:: Input

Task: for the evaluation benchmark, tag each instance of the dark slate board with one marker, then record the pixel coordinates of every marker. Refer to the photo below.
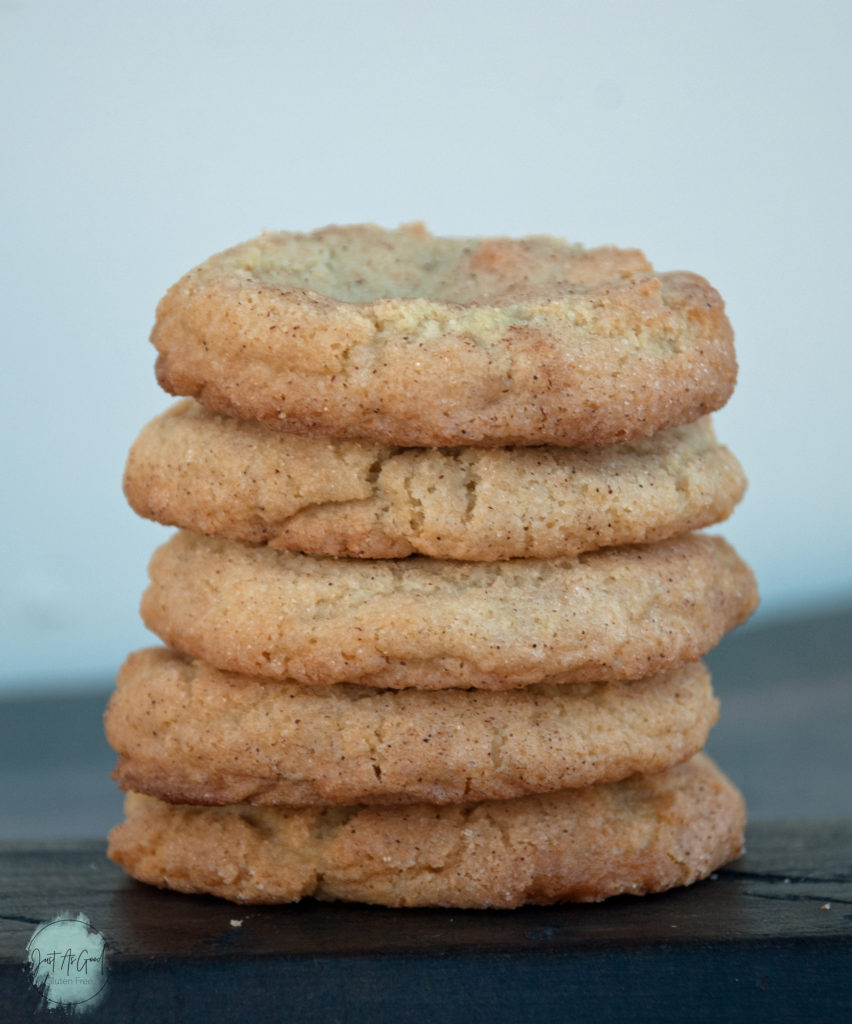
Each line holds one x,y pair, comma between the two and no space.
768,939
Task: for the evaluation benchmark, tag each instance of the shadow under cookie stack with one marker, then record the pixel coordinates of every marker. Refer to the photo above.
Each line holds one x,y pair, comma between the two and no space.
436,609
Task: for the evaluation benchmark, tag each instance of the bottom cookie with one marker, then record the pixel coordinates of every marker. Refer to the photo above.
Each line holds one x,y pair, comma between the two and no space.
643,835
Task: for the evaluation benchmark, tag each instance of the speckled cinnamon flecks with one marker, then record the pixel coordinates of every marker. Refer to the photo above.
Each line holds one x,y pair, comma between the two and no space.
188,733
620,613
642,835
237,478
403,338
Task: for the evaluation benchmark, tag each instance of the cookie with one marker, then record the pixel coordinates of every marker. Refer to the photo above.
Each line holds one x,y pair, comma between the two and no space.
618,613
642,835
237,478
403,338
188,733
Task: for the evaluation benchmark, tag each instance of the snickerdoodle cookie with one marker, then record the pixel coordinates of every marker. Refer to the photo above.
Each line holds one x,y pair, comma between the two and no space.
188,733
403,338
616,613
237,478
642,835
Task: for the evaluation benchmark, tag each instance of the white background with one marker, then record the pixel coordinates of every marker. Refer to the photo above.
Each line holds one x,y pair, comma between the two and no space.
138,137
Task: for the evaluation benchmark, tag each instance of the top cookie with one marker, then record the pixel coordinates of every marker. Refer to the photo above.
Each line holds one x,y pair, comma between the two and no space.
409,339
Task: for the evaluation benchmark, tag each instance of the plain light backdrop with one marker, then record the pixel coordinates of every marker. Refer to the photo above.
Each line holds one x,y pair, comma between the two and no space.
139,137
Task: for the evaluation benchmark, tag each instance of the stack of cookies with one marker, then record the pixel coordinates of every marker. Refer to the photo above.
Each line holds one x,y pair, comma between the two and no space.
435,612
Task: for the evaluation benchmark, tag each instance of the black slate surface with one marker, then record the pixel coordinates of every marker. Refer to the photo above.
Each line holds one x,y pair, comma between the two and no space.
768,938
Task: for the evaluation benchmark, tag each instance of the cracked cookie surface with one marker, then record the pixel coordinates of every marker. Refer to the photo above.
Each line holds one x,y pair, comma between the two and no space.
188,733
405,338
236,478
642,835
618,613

::::

### Exercise task
Reproduce all of the entries above word for word, leaving out the pictures.

### Full response
Task: for the evaluation benchmark, tag each instance of the dark slate board with one marker, then record the pixel coordinates of every marker. Refer to the photo below.
Each line holds one x,y pair, comma between the two and no space.
768,939
Task: for the evaluation benchmark, tag each instance of the shadow under cookie stack with one marker, then record the pixel coordinates of every marker. Refer to the photo above.
Each line holds one x,y pair, comma between the two and no space.
436,609
Task: for the evaluation benchmark, tag each instance of the bottom cookie with one marker, then record the pixel coordinates of every marker. Refer to the photo above.
Each line holds one x,y pair, comma between the two and no space.
643,835
Task: for the evaluation benchmark, tag each instance of the speckled cinnamon flecks with one marker, then record the pixel coordinates of every marker. Refer to the photo above.
Each line holds one x,y pair, comma between the two and no space.
188,733
620,613
642,835
237,478
403,338
Task: for the evaluation benchmark, tag each instance of the cookie with one marker, then record the pixel coordinates of every marker. Refer to the photo above.
Each line holds one x,y pair, comma between the two and no space.
618,613
642,835
237,478
403,338
188,733
Task: for the evaluation benchmark, tag each instance of the snickerdoodle cookie with one marker, then record the pixel coordinates of every marker. Refer to the photo above.
Each line holds one x,y pair, comma between the two and no space.
188,733
403,338
616,613
237,478
642,835
Task: for the evaluation benchmark, tag each instance of the white background with one marker, then record the pixel coordinates of every marker. Refer to the photo above.
Each line holds one x,y pair, comma between the two and no space.
138,137
Task: for the evaluation benchmark, tag each instance of the top cookie with one marker, then record the pixel coordinates of every marker. Refer to the photo above.
Each line holds one x,y pair, comma between the two and no space.
409,339
Task: for the evaluation benchmark, tag each instance of the plain light backdrop with one marker, then record the pixel coordinates of every marker. Refer to the photo above.
Each line holds one x,y pair, comma between the two and no space.
139,137
Task: for the evaluation benchmark, tag each instance of the stack of cookies with one marker, then record the pixel coordinates of every marker. Refer to the photo above.
Each line holds one x,y pair, comma between the two and no space.
435,612
Task: for the evaluation benchmark, tag each instance of the black slate surface with one marker, then record the pixel coordinates of every marker. Refer to the photo above.
Each line holds one x,y pair, comma between the two and no space.
768,938
Task: for the evaluation benchmark, tag each instance of the cracked cookie surface with one marker, then record the pixel coordinates of every marker. Refer to the photo above.
Each line holds one x,y pair, comma between the two and no space.
188,733
405,338
236,478
642,835
618,613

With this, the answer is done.